** Objective **
Look in the data below for the line that contains "opening. Write the coordinates, one line per instance.". Copy that line and the remaining lines exactly.
* Start Entries supplied *
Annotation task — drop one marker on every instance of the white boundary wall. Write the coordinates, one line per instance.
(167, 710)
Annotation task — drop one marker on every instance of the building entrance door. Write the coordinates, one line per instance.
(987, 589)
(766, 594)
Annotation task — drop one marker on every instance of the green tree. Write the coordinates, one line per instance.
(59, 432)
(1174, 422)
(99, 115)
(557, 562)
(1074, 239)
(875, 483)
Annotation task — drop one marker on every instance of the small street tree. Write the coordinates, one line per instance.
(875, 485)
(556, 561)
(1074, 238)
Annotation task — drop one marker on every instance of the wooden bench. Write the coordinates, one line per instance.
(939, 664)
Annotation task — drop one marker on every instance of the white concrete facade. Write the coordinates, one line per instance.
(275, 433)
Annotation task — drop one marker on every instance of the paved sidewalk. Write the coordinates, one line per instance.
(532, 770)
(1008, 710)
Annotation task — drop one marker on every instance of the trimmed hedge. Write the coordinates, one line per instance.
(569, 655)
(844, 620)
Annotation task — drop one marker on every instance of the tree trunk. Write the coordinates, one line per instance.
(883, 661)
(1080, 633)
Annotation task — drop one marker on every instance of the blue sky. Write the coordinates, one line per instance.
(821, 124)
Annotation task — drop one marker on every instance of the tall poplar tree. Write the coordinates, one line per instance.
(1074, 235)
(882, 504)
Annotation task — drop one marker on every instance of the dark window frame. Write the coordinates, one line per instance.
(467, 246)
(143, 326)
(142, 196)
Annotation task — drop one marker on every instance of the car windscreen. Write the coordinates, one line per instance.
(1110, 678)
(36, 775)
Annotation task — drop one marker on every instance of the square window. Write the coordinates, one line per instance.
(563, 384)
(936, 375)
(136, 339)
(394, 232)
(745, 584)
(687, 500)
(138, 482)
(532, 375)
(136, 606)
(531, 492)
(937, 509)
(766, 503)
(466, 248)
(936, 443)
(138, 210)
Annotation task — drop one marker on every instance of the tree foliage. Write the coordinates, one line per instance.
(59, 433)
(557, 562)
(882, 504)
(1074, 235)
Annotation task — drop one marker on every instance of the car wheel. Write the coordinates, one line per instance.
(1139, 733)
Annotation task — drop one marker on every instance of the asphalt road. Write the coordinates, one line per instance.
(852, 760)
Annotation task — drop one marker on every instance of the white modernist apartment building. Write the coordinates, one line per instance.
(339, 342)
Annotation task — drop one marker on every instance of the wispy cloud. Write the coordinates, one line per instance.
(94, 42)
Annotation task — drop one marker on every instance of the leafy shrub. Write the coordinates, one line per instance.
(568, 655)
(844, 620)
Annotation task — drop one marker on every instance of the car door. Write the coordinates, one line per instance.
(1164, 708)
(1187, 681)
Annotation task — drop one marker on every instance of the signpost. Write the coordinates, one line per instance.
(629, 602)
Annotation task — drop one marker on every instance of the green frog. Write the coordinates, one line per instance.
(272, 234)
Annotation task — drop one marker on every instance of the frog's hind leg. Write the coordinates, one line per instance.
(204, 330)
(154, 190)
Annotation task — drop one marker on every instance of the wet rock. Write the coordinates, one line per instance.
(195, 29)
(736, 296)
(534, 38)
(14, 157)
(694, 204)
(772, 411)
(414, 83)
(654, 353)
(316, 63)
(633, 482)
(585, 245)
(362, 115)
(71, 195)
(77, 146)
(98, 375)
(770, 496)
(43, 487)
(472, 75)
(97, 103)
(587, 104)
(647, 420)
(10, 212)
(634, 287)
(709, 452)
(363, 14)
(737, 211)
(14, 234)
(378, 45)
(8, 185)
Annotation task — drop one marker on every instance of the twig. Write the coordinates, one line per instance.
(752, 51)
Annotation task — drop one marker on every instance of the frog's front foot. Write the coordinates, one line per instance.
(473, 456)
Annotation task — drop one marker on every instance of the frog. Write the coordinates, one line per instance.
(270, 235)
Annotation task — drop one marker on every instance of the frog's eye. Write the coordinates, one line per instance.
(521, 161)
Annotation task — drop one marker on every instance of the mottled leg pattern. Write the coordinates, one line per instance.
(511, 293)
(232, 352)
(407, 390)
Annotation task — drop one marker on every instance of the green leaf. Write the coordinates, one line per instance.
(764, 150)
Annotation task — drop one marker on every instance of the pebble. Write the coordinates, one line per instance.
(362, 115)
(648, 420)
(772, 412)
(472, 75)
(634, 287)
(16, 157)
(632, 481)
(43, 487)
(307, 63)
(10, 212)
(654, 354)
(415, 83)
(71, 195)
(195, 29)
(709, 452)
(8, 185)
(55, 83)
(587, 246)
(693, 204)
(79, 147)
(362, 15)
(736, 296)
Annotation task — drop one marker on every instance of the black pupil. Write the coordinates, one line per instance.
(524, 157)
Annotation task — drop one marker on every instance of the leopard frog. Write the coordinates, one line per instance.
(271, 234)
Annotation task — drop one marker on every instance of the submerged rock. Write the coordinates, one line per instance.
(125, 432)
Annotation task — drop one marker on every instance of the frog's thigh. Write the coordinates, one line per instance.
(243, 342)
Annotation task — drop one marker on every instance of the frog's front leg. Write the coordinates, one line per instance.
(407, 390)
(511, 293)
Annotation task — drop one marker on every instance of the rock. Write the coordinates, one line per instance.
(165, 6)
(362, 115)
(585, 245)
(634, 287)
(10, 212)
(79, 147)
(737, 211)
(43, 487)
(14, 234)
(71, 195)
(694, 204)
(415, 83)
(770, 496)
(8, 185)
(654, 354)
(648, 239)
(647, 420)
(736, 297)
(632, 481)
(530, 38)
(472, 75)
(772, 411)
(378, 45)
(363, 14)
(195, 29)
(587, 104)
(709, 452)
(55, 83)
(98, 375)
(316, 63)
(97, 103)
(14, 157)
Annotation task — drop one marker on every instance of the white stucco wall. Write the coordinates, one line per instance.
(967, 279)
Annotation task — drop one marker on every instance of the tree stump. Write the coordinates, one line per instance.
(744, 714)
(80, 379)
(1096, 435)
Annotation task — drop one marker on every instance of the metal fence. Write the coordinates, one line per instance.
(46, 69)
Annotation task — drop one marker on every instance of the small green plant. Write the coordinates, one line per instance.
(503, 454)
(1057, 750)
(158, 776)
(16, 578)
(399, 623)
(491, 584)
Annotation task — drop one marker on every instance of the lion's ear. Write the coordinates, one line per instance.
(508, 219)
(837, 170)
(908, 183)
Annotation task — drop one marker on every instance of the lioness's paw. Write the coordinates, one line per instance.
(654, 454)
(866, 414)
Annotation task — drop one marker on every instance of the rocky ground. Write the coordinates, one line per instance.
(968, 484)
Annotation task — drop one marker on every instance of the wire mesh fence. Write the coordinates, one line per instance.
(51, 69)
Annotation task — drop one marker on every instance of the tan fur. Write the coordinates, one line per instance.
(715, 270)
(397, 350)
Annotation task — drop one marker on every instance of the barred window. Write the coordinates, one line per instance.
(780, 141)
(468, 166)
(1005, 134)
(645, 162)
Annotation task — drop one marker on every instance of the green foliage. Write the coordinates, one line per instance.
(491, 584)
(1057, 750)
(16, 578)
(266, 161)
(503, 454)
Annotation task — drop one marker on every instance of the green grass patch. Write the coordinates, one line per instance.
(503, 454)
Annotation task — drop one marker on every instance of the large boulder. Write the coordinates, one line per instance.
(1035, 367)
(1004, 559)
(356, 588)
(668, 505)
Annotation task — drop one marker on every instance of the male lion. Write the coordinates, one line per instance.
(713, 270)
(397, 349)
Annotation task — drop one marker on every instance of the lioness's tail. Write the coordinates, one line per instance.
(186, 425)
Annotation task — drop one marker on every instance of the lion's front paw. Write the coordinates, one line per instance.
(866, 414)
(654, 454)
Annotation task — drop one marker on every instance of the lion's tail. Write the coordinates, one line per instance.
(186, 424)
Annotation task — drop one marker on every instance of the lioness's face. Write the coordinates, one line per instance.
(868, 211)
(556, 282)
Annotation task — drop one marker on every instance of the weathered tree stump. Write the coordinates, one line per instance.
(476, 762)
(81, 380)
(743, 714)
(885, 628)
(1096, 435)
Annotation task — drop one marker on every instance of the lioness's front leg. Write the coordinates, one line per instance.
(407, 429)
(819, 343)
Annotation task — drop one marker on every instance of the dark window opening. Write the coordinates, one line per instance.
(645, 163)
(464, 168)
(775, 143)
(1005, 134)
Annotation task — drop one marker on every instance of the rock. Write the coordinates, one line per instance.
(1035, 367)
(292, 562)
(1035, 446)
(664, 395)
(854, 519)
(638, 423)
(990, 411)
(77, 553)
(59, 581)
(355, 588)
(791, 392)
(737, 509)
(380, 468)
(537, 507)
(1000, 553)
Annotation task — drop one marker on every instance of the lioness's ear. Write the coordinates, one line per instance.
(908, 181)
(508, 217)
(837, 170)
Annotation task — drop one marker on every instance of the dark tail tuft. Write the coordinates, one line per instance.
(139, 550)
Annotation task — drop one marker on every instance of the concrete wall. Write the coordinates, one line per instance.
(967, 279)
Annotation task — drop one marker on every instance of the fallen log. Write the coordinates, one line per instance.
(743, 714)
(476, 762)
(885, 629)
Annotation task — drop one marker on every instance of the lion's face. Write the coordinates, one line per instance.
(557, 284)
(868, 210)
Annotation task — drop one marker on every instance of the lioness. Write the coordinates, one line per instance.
* End Entries supplied *
** Result for this task **
Annotation task — drop one marker on every instance of the dark window opening. Write the coordinates, one line per instance.
(645, 163)
(464, 168)
(775, 143)
(1005, 134)
Annotation task — drop one marker on every instance of the rock. Write the coordinates, one line per instance.
(1035, 367)
(292, 562)
(1035, 446)
(664, 395)
(854, 519)
(638, 423)
(990, 411)
(77, 553)
(59, 581)
(355, 588)
(791, 392)
(737, 509)
(380, 468)
(537, 507)
(1000, 553)
Annotation task — drop one marker on every instance of the lioness's ear. Write the coordinates, one line per instance.
(908, 181)
(508, 217)
(837, 170)
Annotation task — drop one marker on every instance of the dark tail tuft. Write the coordinates, one line per instance.
(139, 550)
Annotation task — drop one marker on every instance of the concrete wall. Write the coordinates, one line per instance.
(967, 279)
Annotation task — drop one marker on every instance of the fallen log. Write the coordinates, one line per instance.
(743, 714)
(476, 762)
(885, 629)
Annotation task — drop one marker on every instance of the lion's face. Write the coordinates, one line per instance.
(557, 284)
(868, 210)
Annotation task — drop one marker on every instance of the lioness. Write the coordinates, one line per instance.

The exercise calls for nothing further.